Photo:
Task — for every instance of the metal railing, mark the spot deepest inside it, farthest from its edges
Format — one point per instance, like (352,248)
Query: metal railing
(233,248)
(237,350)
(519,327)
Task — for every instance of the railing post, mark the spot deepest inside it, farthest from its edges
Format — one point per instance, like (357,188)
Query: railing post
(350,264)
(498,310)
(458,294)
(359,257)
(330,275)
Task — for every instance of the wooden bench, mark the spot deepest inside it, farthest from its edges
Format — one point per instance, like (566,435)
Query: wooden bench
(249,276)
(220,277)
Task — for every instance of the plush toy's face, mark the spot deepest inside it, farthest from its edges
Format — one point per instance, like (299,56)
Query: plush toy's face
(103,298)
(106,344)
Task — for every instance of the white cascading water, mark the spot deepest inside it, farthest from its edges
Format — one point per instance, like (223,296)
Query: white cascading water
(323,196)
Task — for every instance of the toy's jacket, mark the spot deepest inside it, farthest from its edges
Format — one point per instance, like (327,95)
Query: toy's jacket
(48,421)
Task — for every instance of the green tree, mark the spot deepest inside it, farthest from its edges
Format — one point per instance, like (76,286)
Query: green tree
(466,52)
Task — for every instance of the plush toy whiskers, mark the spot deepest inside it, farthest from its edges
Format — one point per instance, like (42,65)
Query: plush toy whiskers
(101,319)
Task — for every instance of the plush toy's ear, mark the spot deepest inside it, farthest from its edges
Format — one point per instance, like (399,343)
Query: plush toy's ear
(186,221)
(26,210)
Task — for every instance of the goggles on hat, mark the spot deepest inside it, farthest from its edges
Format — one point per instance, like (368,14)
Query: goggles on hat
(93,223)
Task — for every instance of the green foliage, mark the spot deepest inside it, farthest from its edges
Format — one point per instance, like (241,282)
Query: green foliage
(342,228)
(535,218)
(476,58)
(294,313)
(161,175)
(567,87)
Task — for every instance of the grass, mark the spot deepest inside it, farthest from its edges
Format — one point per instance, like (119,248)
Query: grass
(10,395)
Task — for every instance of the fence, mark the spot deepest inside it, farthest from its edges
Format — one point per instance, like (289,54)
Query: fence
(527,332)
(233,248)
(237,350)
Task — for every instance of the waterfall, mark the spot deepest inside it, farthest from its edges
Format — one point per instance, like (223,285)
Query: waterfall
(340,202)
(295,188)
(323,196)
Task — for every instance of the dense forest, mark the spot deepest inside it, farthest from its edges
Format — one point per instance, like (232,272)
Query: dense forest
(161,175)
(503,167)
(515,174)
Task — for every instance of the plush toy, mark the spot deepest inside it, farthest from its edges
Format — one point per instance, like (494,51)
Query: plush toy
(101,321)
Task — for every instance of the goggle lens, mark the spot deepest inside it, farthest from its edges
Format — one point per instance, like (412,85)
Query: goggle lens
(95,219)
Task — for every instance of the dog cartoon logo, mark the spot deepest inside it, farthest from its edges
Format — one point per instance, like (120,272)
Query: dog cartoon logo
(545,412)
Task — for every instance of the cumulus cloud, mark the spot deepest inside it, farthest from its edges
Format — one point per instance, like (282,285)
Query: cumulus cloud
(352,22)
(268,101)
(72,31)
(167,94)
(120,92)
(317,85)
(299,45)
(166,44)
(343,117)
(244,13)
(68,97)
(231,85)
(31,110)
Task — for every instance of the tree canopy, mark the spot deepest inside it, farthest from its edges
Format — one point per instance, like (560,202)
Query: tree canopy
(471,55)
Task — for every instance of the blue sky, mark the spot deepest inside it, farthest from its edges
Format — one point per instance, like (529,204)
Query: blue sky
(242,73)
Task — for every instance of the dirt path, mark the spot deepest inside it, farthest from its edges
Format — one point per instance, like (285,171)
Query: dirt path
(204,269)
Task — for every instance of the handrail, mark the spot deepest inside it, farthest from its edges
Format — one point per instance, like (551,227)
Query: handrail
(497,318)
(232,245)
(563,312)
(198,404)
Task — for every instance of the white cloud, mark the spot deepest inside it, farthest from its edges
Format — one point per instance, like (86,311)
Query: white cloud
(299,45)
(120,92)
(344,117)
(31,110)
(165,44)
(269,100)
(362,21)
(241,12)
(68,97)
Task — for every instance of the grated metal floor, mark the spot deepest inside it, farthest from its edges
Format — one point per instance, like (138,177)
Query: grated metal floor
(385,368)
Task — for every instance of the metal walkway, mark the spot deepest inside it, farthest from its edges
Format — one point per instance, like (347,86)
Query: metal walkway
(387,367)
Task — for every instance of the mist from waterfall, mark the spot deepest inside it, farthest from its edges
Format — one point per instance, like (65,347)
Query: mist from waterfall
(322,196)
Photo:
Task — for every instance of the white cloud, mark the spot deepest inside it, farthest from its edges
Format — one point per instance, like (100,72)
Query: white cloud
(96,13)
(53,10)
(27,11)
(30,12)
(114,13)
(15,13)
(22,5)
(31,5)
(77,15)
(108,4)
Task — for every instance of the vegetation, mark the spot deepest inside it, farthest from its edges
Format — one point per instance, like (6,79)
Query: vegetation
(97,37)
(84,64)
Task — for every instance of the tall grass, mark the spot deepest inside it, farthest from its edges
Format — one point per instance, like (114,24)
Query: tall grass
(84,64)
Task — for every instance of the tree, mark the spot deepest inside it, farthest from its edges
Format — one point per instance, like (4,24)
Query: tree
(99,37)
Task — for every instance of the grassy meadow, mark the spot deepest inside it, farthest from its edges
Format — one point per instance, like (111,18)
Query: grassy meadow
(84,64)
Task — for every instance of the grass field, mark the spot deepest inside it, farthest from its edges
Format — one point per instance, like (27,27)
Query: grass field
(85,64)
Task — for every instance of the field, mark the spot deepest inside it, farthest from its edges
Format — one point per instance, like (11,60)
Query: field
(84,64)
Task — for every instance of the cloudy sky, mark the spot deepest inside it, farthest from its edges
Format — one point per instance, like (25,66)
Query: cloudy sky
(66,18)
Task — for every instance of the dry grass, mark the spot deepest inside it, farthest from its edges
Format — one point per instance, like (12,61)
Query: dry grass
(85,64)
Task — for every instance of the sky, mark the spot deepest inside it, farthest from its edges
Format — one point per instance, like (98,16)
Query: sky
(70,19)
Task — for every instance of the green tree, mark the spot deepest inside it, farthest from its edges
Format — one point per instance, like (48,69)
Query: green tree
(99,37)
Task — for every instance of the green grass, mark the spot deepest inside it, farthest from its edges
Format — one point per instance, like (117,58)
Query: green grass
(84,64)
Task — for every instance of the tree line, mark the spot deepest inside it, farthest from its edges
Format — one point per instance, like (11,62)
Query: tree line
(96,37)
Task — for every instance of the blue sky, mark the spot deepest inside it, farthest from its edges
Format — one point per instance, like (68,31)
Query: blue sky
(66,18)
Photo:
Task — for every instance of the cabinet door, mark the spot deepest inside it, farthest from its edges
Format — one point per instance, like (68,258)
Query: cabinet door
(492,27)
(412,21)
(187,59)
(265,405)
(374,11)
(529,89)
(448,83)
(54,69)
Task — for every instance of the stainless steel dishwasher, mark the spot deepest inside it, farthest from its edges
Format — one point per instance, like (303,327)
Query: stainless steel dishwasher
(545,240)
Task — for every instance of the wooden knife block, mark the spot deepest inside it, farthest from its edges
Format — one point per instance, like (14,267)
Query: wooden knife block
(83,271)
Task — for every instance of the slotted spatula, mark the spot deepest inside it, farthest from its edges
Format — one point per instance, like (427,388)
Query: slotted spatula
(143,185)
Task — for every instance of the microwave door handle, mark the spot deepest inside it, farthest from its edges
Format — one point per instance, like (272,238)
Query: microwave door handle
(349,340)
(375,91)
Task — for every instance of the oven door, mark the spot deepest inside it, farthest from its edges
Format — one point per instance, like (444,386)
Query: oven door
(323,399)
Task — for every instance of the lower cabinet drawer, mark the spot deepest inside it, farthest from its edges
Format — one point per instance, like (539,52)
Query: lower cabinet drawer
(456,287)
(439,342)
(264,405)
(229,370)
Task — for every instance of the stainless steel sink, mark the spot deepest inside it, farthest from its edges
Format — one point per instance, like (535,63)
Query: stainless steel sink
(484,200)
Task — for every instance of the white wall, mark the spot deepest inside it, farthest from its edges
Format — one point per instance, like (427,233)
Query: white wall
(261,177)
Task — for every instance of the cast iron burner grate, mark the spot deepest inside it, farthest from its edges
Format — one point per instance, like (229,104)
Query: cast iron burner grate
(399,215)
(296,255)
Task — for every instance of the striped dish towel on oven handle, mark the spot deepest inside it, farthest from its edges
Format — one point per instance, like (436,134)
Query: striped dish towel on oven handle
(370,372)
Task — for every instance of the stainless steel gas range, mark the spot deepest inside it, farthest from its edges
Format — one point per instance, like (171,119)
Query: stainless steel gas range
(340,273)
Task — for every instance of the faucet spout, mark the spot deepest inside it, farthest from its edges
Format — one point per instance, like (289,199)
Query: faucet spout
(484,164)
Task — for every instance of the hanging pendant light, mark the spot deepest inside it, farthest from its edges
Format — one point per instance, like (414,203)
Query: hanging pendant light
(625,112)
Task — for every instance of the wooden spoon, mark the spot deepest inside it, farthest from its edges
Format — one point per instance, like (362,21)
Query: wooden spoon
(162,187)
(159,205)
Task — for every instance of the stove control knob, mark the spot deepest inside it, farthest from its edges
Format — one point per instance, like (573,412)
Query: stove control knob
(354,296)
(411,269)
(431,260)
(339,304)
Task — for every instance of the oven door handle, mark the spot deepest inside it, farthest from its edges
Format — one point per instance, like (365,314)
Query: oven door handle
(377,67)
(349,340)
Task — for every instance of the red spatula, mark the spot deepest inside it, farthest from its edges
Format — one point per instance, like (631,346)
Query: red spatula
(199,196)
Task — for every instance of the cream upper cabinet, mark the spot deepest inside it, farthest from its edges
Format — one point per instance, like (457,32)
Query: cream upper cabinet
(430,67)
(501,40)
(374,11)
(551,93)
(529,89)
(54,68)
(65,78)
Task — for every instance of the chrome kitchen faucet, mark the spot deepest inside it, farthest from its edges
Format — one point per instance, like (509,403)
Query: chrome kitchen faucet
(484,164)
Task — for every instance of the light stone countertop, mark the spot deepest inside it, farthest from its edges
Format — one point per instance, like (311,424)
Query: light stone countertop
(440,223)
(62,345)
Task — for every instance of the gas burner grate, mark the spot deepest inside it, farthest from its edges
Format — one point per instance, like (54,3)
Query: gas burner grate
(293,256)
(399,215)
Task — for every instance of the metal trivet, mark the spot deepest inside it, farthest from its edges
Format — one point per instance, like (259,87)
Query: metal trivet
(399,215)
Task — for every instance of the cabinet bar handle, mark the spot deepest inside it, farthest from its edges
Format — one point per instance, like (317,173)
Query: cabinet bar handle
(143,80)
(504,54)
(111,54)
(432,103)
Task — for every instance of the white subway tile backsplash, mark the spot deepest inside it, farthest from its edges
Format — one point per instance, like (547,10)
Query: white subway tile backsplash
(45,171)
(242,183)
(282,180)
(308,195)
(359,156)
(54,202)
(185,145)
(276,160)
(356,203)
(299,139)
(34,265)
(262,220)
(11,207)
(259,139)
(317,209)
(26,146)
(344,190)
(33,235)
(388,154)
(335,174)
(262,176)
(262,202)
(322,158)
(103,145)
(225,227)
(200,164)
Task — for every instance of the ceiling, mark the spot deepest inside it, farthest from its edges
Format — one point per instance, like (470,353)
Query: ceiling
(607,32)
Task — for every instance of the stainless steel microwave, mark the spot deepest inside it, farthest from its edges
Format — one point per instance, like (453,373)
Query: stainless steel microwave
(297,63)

———

Take the line in which "Task — for every instance of the white subway" occurs and each subsequent line through the end; give these lines again without alteration.

Task — for every instance of the white subway tile backsplash, mark the spot deepest inside it, farthest from its edges
Format — one point per instance, like (547,10)
Query: white subway tile backsplash
(45,171)
(242,183)
(282,180)
(308,195)
(359,156)
(54,202)
(185,145)
(276,160)
(356,203)
(299,139)
(34,265)
(262,220)
(11,207)
(259,139)
(317,209)
(26,146)
(344,190)
(33,235)
(388,154)
(335,174)
(262,176)
(262,202)
(322,158)
(103,145)
(225,227)
(200,164)
Task — for every instance of the ceiling, mark the spot deepest inside it, farthest from its edges
Format — one point per instance, like (470,353)
Query: ceiling
(607,32)
Task — for every instance of the stainless steel microwave, mark the spot deepest inside it, farthest from its edges
Format — one point per instance, like (453,373)
Query: stainless steel microwave
(297,63)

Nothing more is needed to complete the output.